SOURCE DOCUMENT:
[Start of Attachment]

I have glimpsed from within the gray-eyed look
at those who push, and occasionally even I
can achieve your beautiful bleak perspective
on the loud, the inattentive, shoving boors
jostling past you toward their doom.

With you, from the pavement I have watched
the nation of the young, like jungle birds
that scream as they pass, or gyrate on playgrounds,
their frenzied bodies jittering with the disease
of youth. Knowledge can cure them. But
not all at once. It will take time.

There have been evenings when the light
has turned everything silver, and like you
I have stopped at a corner and suddenly
staggered with the grace of it all: to have
inherited all this, or even the bereavement
of it and finally being cheated!--the chance
to stand on a corner and tell it goodby!
Every day, every evening, every
abject step or stumble has become heroic:--

You others, we the very old have a country.
A passport costs everything there is.


--William Stafford

William Stafford says what I want to say. 

Thursday, April 09, 2020

It has been a glorious day here, with bright blue skies and just enough warmth to make you want to lie down in the grass. Felix and I took a very steep trail under power lines away from the crowds at our favorite park.


We were in our park a few days ago and headed into the woods where there were no people. Sounds of a woodpecker and eagles. 

Lots of fancy pleasure boats on the lake. Poor poor rich people. Going to their second home or private island to wait out the plague. Read that (of course) Black and Brown folks are dying at greater rates, no health insurance, poorer health, etc.

[End of Attachment]

EXERCISE DETAILS: Repeat, word for word, the portion of the text above that opens with "Lots of fancy" and closes with "poorer health, etc.".

EXTRACTED RECORDS:
[Start of Attachment]

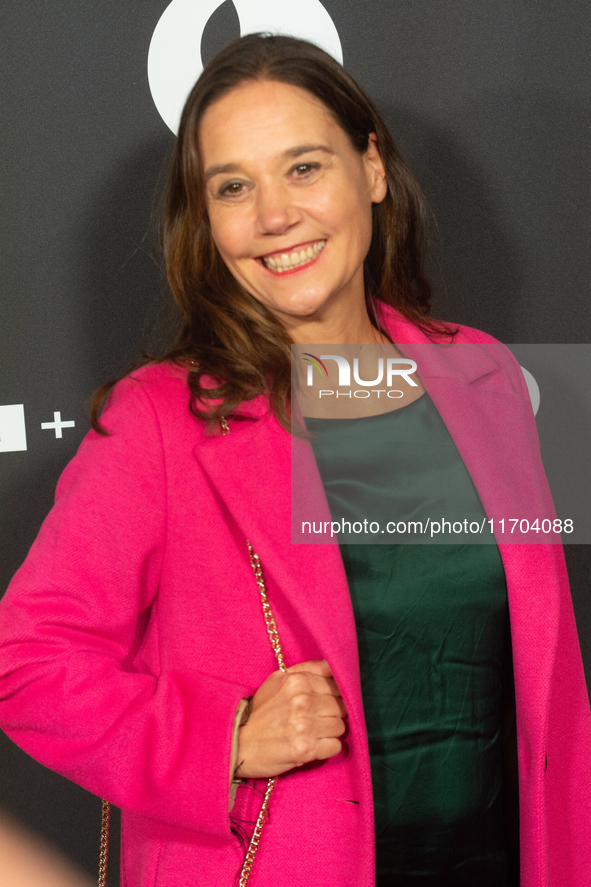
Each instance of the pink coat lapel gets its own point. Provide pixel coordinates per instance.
(480, 397)
(306, 583)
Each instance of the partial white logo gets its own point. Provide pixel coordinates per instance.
(174, 57)
(13, 435)
(533, 390)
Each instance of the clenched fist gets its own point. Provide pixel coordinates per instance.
(296, 716)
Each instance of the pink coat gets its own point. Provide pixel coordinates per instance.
(134, 628)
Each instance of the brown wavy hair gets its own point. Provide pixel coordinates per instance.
(234, 346)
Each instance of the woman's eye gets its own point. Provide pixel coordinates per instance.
(304, 169)
(231, 189)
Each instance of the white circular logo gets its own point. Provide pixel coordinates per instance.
(174, 57)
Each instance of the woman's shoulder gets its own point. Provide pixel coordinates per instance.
(154, 395)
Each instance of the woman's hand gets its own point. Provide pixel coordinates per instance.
(296, 716)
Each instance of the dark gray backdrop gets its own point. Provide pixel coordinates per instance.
(490, 103)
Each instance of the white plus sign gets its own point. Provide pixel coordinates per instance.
(57, 424)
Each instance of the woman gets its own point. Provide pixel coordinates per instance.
(133, 635)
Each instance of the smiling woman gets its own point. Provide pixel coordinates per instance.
(300, 212)
(423, 683)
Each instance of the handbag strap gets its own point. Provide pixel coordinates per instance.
(105, 814)
(277, 649)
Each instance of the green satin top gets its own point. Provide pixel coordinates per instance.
(432, 628)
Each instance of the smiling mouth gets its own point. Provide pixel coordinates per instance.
(280, 262)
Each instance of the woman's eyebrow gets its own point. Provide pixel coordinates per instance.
(291, 152)
(305, 149)
(217, 170)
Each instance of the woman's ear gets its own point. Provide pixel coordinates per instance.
(375, 170)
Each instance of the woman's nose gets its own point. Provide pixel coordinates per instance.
(276, 210)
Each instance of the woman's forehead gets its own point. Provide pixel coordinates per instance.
(268, 117)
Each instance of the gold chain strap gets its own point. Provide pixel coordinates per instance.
(106, 811)
(256, 836)
(276, 644)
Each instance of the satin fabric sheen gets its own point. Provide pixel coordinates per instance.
(432, 628)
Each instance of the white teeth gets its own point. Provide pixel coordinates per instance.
(286, 261)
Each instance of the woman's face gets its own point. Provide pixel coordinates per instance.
(289, 199)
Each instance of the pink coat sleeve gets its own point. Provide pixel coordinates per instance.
(72, 694)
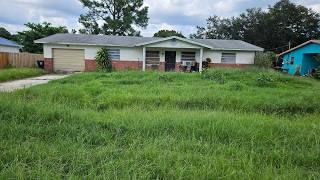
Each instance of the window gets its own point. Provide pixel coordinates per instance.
(152, 58)
(114, 54)
(188, 56)
(228, 58)
(292, 60)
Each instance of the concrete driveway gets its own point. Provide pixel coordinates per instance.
(26, 83)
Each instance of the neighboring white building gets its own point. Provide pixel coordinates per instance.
(75, 52)
(8, 46)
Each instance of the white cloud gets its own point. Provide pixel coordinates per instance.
(180, 15)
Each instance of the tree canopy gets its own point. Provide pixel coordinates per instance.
(168, 33)
(117, 17)
(273, 29)
(5, 33)
(37, 31)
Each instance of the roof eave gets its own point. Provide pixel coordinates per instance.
(80, 44)
(173, 37)
(299, 46)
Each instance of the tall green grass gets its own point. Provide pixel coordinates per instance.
(136, 125)
(19, 73)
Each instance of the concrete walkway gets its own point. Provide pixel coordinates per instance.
(26, 83)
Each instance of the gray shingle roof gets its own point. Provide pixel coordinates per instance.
(228, 44)
(129, 41)
(6, 42)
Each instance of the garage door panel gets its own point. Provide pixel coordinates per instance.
(68, 59)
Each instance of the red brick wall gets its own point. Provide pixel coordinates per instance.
(127, 65)
(229, 65)
(90, 65)
(162, 66)
(48, 64)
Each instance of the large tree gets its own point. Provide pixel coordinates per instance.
(114, 17)
(273, 29)
(168, 33)
(5, 33)
(37, 31)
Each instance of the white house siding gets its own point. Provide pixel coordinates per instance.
(242, 57)
(126, 54)
(9, 49)
(135, 53)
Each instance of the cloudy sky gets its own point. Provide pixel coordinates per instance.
(181, 15)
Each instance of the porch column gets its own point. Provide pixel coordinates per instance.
(144, 59)
(201, 59)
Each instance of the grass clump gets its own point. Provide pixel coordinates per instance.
(132, 125)
(19, 73)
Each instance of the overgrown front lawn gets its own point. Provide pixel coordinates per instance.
(19, 73)
(226, 123)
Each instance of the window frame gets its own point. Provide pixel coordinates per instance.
(188, 56)
(155, 58)
(228, 62)
(112, 55)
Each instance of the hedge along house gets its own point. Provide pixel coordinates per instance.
(75, 52)
(303, 59)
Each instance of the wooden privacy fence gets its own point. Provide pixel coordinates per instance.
(19, 59)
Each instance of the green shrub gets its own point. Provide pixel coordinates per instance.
(104, 62)
(264, 80)
(264, 60)
(214, 75)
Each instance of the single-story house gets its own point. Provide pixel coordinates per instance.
(9, 46)
(303, 59)
(76, 52)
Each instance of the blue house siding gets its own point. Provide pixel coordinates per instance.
(303, 59)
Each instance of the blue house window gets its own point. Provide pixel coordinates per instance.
(292, 60)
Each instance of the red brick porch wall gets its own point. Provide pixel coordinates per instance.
(90, 65)
(48, 64)
(229, 65)
(127, 65)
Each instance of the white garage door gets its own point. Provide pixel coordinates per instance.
(68, 60)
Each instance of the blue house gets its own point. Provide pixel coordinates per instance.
(303, 59)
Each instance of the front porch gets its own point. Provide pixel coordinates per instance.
(172, 59)
(172, 54)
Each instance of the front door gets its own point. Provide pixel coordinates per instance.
(170, 61)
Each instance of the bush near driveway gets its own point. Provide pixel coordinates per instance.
(19, 73)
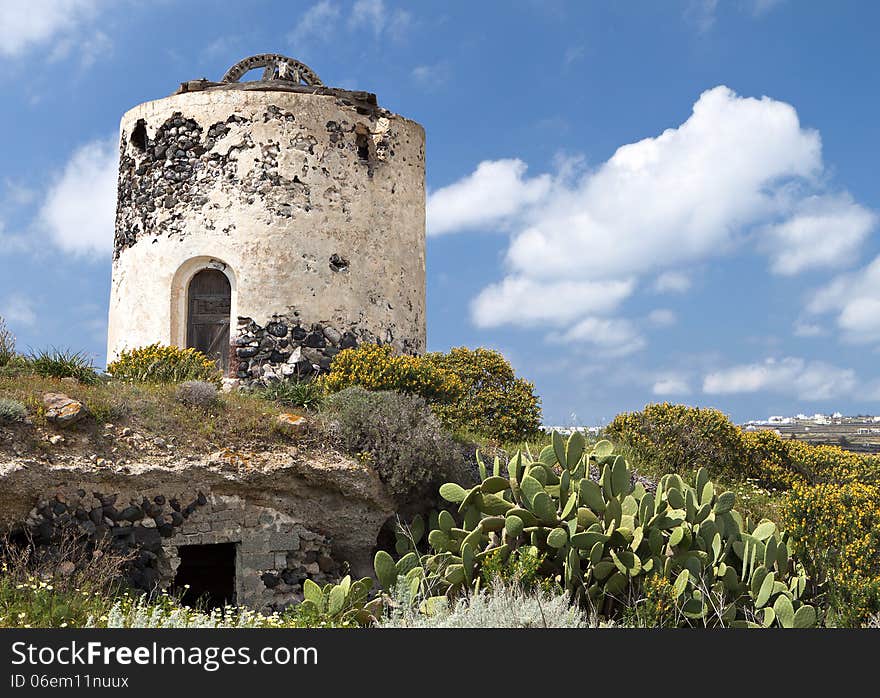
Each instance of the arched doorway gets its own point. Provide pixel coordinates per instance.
(208, 306)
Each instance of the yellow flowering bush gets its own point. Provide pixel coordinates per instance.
(678, 438)
(158, 363)
(835, 529)
(375, 367)
(681, 438)
(474, 391)
(494, 403)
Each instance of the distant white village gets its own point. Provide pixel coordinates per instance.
(860, 433)
(862, 424)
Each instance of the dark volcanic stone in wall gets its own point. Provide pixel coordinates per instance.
(288, 347)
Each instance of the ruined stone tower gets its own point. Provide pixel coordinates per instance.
(269, 223)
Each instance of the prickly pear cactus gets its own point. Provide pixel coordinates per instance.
(601, 539)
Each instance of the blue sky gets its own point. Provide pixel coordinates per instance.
(634, 201)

[End of Attachment]

ANSWER BOX:
Lots of fancy pleasure boats on the lake. Poor poor rich people. Going to their second home or private island to wait out the plague. Read that (of course) Black and Brown folks are dying at greater rates, no health insurance, poorer health, etc.